Aim of the exercise
Return all of the entries exactly as written.

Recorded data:

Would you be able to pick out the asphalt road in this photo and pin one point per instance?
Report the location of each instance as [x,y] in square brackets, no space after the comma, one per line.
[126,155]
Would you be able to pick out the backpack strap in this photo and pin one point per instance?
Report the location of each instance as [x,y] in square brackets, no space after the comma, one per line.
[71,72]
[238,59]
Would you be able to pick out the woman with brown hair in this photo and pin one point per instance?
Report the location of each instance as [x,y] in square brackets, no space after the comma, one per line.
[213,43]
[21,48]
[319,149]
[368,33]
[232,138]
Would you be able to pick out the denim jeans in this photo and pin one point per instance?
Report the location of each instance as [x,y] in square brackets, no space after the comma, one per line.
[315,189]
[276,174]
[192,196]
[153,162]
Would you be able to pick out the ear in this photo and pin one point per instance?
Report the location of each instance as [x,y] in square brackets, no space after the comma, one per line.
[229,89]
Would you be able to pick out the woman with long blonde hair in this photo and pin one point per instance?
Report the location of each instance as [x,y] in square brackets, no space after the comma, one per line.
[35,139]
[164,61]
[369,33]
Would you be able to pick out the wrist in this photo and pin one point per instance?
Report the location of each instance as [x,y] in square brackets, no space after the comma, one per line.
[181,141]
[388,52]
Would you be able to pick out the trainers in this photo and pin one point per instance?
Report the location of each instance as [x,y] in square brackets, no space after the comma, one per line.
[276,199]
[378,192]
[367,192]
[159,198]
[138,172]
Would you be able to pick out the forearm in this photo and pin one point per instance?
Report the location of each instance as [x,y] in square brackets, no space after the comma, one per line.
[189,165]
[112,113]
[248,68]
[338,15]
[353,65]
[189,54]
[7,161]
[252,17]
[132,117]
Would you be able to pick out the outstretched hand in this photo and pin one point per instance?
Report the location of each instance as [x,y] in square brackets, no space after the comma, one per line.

Task solution
Would you be able to pick out the asphalt road in this photo and pin one point per instance?
Report the location of each instance as [x,y] in square brackets, no space after the comma, one per line.
[126,155]
Would you be able to pick out the backpack strap in this photo and pin one point per instance?
Report the location of each instance as [x,y] in square brackets, no space after the comma, one per line.
[71,72]
[238,59]
Would you be able to pick out the woman with brown hair in this photo and pin one point per instance?
Report the location of each instance as [x,y] in square brackets, no space after the comma, one per line.
[213,43]
[21,48]
[319,149]
[368,33]
[232,138]
Would you be able to pick out the denim jeans in this photo and pin one point per instance?
Report the location of each instance as [x,y] in square brackets, no space after the comma, one per line.
[315,189]
[276,174]
[192,196]
[153,162]
Would you be able to pick out the ear in this photo and pin one point per instance?
Report the location of each instance as [x,y] in square brackets, no space after the comma, one per line.
[229,89]
Would you be able to pick out the woman with long blonde hair in this photo and pin one point per instance?
Report the location of each instance as [x,y] in square brackets, no space after the comma, one per line.
[35,139]
[164,61]
[369,33]
Would you be able to pick out the wrist in this photo and pin one point per instance?
Report the location of each instance as [x,y] in square brackets, no space after the comma, one per line.
[181,141]
[388,52]
Would you be able to pick out the trainers in this photo and pin one point per instance?
Report the location of each instance as [x,y] in square brackets, no space after the comma, one per line.
[276,199]
[378,192]
[367,192]
[159,198]
[138,172]
Would you be able to pick out the forearm in this photo and pin one point per instance?
Report the location of each instance as [x,y] in square brackets, no space after the comma, one per line.
[189,165]
[112,113]
[248,68]
[338,15]
[353,65]
[189,54]
[7,161]
[252,17]
[132,117]
Would you be able to pick out the outstretched hand in this photo and pin one point per instance?
Report the location of each instance as [x,y] in square brackets, no space after the comma, one per line.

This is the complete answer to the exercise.